■ Position identification records:
►

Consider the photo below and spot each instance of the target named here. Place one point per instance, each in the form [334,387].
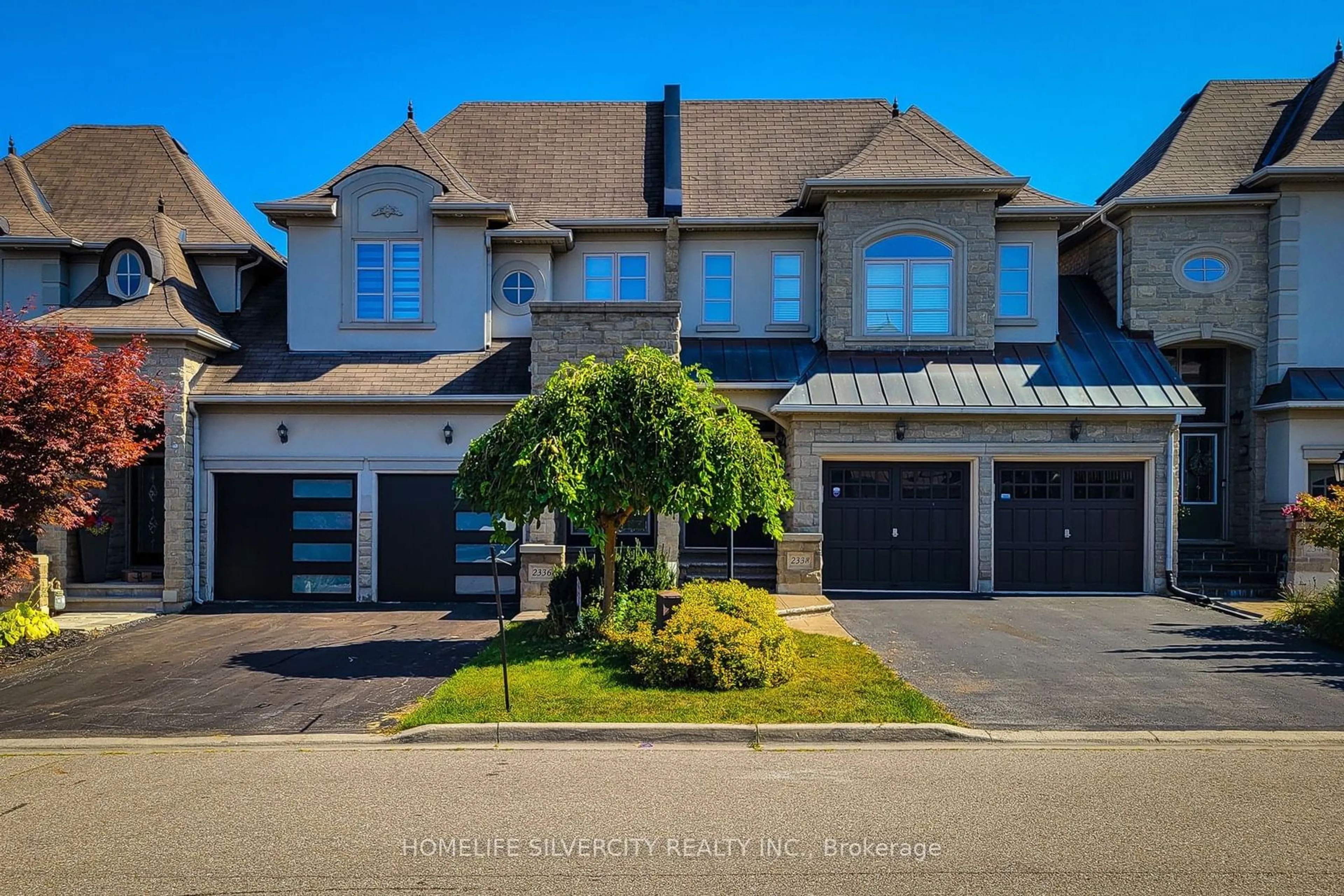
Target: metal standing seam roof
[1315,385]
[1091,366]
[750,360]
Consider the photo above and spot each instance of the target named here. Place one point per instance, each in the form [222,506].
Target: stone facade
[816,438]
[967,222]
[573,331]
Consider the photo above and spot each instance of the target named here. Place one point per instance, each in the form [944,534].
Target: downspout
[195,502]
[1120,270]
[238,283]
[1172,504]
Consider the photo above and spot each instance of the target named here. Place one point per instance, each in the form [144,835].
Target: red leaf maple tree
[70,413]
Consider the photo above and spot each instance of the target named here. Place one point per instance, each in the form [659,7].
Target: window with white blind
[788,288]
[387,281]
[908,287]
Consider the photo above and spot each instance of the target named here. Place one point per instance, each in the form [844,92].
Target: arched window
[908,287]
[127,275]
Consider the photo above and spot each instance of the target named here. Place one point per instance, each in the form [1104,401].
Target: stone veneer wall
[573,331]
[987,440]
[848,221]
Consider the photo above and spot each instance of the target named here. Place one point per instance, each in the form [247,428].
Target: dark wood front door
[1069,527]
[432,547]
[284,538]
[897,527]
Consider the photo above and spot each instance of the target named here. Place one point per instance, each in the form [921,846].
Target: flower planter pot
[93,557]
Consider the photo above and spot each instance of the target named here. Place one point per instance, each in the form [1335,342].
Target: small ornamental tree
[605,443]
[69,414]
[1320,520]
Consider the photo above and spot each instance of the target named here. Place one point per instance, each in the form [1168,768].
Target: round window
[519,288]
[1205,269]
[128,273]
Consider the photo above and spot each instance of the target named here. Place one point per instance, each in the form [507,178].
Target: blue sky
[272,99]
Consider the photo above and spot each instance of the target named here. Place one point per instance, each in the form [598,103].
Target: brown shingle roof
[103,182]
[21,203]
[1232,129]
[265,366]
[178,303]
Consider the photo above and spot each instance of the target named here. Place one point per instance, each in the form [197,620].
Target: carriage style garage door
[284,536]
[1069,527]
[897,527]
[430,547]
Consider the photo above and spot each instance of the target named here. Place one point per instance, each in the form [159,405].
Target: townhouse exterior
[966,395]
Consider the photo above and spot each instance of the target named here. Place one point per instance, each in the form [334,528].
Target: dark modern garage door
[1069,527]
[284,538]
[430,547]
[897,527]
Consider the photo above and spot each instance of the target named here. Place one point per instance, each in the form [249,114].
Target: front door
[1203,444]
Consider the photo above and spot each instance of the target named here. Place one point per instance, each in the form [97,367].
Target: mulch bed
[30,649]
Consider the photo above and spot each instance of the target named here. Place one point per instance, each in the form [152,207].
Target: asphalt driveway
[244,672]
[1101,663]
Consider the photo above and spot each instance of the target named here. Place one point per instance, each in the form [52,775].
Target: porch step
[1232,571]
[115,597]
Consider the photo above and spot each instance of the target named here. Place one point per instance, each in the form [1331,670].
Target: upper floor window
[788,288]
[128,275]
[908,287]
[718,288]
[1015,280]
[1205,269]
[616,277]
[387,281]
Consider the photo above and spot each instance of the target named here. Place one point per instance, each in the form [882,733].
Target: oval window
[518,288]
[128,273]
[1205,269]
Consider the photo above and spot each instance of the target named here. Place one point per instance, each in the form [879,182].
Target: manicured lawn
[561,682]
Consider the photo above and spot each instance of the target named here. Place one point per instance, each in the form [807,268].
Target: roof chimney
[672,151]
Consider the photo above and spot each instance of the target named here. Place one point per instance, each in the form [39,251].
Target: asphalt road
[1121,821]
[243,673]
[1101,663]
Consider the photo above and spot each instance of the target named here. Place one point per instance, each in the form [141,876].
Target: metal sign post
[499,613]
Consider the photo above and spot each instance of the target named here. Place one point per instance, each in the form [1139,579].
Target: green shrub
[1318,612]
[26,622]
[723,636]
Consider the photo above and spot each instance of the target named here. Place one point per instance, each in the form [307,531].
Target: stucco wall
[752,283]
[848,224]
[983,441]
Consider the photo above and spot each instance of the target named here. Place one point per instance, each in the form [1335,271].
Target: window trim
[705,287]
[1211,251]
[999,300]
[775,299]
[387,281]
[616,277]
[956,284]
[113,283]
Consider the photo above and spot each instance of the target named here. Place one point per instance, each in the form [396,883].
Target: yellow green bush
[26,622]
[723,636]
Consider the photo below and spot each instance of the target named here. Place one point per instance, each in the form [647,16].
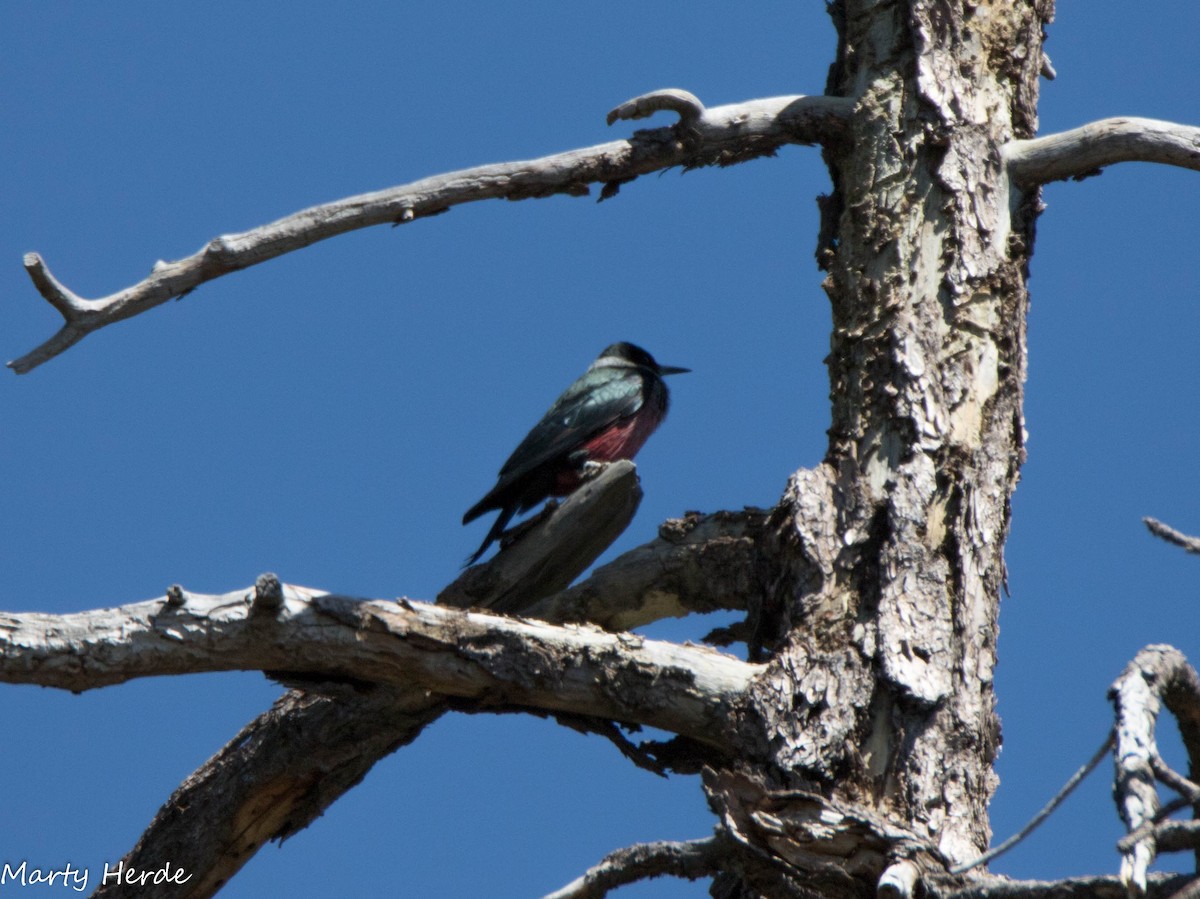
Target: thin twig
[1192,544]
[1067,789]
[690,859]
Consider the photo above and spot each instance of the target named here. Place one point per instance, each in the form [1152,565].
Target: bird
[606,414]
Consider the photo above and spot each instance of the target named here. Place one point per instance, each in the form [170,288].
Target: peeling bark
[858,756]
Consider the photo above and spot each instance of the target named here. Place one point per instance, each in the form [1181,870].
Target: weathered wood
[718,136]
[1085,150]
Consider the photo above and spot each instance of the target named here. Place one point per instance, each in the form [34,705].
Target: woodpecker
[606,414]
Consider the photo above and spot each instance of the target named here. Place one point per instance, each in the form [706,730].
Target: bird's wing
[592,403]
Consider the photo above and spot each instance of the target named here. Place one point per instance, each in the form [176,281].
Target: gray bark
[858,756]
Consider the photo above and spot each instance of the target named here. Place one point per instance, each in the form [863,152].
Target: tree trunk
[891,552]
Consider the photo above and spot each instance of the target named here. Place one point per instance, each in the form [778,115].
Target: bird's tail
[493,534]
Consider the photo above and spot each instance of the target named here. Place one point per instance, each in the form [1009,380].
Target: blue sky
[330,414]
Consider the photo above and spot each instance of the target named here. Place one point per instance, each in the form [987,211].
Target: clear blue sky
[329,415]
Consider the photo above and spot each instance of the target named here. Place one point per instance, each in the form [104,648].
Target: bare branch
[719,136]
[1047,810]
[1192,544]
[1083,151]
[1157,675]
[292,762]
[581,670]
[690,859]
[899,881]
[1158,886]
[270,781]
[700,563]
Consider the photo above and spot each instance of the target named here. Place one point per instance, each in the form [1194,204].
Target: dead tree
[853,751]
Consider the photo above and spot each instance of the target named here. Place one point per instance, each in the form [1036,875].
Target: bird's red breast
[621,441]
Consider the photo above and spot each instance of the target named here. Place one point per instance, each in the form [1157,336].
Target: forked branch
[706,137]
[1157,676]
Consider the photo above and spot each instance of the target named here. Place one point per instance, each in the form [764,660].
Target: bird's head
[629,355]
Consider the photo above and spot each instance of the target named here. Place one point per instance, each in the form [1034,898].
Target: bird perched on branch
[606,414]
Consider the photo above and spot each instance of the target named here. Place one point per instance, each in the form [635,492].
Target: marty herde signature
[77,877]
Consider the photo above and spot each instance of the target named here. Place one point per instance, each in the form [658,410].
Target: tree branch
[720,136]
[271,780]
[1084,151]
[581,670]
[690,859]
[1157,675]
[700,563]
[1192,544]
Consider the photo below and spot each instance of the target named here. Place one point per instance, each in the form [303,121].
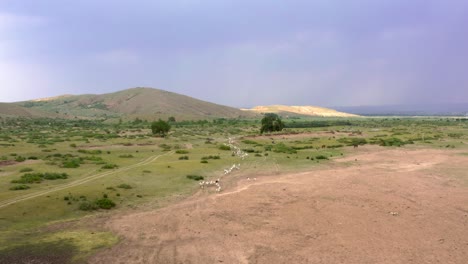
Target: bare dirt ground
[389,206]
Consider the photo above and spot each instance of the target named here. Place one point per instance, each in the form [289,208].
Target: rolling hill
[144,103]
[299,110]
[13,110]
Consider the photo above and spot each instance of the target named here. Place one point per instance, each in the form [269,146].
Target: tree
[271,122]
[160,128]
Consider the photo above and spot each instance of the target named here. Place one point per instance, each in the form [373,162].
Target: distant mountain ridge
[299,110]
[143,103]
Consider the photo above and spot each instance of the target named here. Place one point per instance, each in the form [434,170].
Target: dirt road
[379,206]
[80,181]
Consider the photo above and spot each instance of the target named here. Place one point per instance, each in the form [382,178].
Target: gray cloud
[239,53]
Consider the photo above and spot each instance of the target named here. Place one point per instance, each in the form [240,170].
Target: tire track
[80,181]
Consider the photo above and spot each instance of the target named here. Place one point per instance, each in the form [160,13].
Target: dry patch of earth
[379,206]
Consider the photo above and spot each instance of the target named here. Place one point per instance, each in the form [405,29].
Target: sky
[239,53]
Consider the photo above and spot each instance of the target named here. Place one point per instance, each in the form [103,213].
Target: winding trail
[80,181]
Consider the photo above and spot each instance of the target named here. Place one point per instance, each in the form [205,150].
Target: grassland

◄

■ EXERCISE INSTRUCTIONS:
Set out exactly the run of lines that begins at the line holding "the form [160,13]." and ends at the last line of the data.

■ THE COMPLETED TASK:
Consider the photo above and spot each instance of the target named here. Place one point per instance, each in the form [160,13].
Target: dry patch of earth
[379,206]
Consider the photo above and spot each instance of the target named here. Place one point per instance, each in the form [405,29].
Target: sky
[239,53]
Consider the photo above and spot each instance of the target named here. Place one point per instance, each in the form [103,213].
Target: winding trail
[80,181]
Consider the photo above and spot each instance of the target named here. Place one point per instance, each in the form [205,150].
Target: grassland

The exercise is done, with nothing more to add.